We compare our model with following baseline models:

  • Dual LSTM [Lowe et al.2015]: uses two LSTMs to encode the conversation and the candidates into two vectors, and the inner product is used to select the candidate.

  • Hierarchical LSTM: is based on the encoder in HRED [Serban et al.2016] for encoding the conversations, where one LSTM is used to encode an utterance or a candidate into one vector as its utterance representation, and then the second LSTM encodes the utterance-level representations into a conversation-level representation. Finally, the candidate is selected based on the inner product of its representation and the conversation-level representation.

  • Transformer: The utterances are concatenated as a single sequence and then both the sequence and the candidate encoded by layers of transformer encoder blocks. Then bi-directional highway attention and max pooling are applied and two vectors that represent the conversation and the candidate are obtained. Their inner product is used to for selection.

  • Transformer-Last: Same as the transformer described above, but only the last utterance is fed into the model.
------------
== Set problem ==
Copy the baseline descriptions from "We compare our" to "select the candidate.", replacing "inner product" with "dot product". Rely only on the text above.
------------
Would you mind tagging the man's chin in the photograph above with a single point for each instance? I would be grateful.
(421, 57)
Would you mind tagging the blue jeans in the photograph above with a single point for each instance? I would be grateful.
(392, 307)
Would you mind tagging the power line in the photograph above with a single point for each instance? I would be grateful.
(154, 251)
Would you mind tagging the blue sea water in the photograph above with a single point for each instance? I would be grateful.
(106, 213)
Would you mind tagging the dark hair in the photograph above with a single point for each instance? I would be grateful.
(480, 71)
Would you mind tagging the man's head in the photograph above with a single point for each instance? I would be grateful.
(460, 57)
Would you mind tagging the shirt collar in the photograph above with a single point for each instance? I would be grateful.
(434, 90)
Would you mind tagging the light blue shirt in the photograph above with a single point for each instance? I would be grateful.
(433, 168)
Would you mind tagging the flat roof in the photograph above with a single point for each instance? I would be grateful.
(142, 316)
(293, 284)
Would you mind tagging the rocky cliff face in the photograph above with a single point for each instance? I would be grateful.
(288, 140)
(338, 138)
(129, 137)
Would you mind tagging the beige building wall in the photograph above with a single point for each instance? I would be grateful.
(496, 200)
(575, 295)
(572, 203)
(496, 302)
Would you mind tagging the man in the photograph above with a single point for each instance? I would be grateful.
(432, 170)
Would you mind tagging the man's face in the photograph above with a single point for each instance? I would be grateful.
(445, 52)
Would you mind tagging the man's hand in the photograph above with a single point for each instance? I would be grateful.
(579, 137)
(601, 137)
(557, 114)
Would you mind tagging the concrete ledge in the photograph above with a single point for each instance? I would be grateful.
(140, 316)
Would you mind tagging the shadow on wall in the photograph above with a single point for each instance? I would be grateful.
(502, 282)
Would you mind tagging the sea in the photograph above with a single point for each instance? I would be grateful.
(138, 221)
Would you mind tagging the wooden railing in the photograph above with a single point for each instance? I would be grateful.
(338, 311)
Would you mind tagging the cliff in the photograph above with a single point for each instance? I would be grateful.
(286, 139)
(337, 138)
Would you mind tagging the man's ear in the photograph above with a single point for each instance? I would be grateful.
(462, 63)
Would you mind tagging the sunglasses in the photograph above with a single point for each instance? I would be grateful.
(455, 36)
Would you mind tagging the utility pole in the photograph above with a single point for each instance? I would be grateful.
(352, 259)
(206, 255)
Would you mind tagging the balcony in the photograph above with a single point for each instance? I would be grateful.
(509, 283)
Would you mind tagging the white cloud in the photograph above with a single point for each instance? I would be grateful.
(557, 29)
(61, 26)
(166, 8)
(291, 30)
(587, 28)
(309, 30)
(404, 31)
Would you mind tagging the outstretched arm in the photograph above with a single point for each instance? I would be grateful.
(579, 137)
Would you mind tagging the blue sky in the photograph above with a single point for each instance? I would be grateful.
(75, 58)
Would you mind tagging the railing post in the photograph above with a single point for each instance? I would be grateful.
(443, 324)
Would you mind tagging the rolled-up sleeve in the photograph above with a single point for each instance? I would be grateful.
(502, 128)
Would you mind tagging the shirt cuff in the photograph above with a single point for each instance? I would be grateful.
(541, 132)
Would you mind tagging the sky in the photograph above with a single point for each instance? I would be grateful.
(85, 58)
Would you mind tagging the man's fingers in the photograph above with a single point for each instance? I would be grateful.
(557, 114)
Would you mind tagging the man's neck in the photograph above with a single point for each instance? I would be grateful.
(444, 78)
------------
== Result below ==
We compare our model with following baseline models:

  • Dual LSTM [Lowe et al.2015]: uses two LSTMs to encode the conversation and the candidates into two vectors, and the dot product is used to select the candidate.